(What is required)
Find each line in the listing below that contains the word "stainless" and copy those lines.

(Supplied data)
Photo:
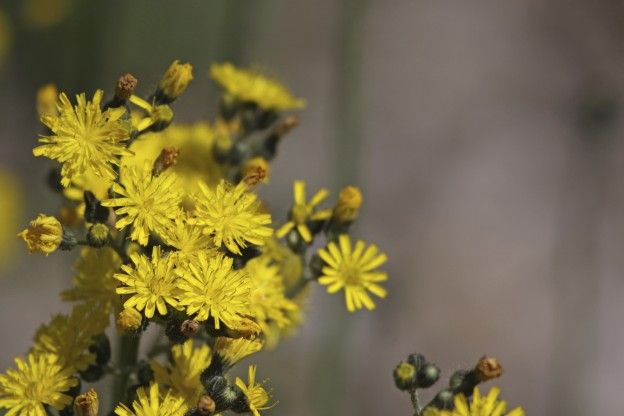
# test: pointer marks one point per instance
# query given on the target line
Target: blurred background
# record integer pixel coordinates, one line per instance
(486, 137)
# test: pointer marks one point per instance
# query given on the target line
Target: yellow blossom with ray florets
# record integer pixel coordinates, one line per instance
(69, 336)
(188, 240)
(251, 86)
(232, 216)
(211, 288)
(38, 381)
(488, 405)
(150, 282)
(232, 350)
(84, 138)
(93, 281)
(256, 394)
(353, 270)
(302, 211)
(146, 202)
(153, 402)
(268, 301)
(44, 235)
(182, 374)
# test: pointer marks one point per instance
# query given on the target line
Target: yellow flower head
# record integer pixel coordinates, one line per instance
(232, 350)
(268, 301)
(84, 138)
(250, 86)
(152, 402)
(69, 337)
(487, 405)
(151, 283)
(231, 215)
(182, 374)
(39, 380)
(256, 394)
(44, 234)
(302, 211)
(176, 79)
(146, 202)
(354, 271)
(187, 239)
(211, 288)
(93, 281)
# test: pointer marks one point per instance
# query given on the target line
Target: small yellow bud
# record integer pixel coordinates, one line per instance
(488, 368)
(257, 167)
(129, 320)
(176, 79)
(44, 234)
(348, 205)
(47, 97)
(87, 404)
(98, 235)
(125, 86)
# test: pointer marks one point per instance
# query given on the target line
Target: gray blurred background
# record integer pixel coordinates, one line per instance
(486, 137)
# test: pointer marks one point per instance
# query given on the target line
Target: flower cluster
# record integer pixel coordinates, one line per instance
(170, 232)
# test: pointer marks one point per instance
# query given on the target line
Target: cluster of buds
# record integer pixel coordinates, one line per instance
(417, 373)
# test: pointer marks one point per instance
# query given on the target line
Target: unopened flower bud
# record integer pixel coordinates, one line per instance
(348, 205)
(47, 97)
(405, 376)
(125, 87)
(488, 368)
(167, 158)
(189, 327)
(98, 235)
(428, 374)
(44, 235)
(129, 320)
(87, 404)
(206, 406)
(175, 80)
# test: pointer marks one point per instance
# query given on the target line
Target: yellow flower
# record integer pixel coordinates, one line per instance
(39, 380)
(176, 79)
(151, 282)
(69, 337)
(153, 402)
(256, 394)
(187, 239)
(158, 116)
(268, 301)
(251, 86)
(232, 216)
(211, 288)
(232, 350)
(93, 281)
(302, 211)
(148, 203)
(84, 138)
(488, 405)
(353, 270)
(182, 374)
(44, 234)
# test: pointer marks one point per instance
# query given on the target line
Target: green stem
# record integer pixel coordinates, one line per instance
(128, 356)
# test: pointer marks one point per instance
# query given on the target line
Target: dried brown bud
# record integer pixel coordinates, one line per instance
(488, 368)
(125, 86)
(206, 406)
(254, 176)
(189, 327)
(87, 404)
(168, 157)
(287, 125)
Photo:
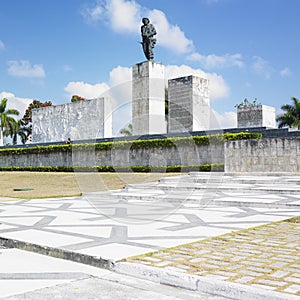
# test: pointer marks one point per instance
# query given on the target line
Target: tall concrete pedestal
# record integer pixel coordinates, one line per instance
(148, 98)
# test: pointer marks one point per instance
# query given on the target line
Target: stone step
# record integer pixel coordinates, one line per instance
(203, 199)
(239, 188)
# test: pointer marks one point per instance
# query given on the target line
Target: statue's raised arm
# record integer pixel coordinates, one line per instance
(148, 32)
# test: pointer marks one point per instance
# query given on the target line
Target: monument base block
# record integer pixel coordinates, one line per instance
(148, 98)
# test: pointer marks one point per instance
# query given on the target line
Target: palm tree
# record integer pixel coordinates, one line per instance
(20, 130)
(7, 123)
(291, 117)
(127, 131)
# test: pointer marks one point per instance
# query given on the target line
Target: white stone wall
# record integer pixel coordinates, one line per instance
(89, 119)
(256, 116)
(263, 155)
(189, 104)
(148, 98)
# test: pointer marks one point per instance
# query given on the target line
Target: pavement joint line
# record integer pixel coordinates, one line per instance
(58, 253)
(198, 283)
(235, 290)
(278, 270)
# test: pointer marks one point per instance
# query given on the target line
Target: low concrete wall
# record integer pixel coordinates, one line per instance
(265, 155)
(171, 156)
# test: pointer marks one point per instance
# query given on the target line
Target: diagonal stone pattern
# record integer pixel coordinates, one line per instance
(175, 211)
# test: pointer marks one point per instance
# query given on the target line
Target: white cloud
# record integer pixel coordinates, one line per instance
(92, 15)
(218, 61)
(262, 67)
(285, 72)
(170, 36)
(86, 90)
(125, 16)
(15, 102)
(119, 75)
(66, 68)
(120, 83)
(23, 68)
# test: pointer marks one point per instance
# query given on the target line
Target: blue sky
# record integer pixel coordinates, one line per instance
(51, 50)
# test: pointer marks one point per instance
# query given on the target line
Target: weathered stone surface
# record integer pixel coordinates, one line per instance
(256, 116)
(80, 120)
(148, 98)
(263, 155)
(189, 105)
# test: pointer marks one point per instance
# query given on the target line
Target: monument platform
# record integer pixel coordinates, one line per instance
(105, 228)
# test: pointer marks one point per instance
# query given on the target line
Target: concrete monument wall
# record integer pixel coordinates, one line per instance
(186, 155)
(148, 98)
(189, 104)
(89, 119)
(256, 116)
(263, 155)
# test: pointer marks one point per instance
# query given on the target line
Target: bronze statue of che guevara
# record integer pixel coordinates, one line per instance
...
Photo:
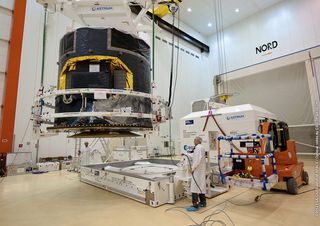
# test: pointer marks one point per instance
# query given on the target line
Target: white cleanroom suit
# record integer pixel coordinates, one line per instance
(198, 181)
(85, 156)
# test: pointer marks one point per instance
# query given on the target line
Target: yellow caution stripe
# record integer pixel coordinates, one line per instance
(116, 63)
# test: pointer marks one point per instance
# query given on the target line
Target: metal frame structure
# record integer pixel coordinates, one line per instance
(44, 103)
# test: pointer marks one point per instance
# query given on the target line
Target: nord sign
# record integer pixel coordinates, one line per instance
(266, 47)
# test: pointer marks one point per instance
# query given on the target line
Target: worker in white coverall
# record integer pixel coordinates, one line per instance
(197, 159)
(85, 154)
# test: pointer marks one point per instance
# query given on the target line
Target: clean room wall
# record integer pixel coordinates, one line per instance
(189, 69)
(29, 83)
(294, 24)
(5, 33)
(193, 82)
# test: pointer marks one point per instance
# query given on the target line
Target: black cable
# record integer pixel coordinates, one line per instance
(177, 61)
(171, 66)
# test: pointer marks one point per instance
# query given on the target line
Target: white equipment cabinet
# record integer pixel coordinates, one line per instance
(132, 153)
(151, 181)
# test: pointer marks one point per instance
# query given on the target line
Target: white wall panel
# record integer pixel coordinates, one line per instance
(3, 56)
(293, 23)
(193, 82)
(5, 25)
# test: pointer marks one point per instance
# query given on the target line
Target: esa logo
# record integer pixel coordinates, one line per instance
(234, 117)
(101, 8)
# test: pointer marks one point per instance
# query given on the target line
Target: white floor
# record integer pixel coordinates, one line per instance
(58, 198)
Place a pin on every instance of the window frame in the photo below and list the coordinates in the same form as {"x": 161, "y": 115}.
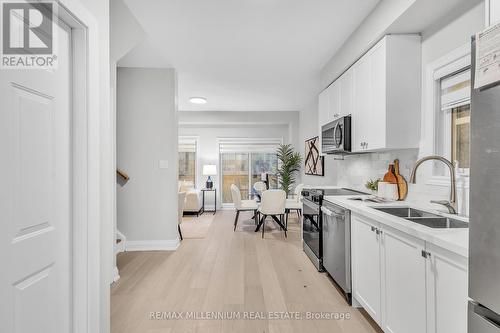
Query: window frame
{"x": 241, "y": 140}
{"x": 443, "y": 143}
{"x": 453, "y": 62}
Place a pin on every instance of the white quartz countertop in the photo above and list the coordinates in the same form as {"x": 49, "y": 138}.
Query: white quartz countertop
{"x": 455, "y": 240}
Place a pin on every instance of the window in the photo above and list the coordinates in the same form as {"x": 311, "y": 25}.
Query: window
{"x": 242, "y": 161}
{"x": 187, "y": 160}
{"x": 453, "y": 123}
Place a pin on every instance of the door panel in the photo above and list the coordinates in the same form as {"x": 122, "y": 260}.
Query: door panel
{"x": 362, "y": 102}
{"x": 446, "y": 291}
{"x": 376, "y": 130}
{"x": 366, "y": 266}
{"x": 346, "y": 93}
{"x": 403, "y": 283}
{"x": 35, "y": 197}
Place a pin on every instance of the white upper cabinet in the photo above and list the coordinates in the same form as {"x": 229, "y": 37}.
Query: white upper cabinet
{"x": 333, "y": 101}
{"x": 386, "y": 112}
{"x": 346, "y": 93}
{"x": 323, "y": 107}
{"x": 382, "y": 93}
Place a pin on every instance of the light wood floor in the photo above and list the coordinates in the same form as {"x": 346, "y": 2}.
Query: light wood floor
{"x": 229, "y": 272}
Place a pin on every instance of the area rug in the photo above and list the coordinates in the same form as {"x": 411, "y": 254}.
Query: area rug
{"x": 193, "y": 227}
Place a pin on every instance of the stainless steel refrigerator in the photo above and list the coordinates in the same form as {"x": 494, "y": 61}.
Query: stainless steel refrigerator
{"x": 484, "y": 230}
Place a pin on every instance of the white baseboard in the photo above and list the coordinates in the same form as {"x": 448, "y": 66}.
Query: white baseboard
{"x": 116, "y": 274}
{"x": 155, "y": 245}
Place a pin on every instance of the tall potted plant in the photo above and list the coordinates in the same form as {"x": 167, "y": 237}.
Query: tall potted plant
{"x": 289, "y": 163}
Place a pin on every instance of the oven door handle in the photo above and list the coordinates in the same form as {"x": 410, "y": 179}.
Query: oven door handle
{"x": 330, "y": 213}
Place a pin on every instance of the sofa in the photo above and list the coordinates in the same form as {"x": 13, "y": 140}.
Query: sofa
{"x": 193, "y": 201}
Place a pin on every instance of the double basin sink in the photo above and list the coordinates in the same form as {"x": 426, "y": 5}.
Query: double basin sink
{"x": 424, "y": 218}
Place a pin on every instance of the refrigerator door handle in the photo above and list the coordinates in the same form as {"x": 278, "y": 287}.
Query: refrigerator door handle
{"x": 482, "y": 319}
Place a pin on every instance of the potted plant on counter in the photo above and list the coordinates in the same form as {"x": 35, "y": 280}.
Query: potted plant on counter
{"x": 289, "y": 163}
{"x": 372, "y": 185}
--
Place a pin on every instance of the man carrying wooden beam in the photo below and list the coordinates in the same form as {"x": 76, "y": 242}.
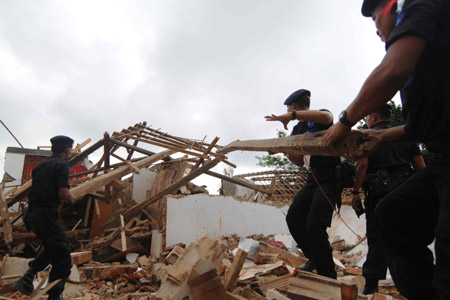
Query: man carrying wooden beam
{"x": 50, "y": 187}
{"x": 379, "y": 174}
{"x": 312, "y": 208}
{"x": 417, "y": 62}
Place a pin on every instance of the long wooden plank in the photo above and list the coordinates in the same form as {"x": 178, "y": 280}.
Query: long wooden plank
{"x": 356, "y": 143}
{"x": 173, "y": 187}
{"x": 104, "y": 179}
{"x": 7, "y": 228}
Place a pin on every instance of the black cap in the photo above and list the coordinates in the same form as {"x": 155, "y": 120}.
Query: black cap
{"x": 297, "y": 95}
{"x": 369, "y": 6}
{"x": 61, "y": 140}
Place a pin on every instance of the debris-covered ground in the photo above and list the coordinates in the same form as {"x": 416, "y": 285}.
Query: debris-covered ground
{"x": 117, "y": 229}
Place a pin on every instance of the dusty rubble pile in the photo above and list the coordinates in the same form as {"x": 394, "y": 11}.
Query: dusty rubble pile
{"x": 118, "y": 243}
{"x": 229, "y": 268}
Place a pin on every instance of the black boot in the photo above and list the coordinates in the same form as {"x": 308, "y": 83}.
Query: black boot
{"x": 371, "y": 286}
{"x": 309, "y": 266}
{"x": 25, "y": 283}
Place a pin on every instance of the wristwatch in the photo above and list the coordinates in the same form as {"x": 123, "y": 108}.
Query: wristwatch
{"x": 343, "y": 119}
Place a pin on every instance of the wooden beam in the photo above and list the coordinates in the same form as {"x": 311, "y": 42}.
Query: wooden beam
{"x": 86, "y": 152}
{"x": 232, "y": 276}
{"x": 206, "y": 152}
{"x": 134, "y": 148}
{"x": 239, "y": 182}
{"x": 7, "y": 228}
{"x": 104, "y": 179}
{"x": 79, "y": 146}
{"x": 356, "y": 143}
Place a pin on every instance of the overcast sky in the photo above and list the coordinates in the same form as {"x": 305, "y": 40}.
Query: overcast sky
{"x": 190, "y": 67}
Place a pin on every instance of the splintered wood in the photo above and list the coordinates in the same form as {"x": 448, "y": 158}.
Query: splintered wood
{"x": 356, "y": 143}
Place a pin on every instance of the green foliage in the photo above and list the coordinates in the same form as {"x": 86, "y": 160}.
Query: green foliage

(Exercise output)
Place a pin on every instance of the stainless steel refrigerator in the photo above and list the coordinates in the same form as {"x": 494, "y": 61}.
Query: stainless steel refrigerator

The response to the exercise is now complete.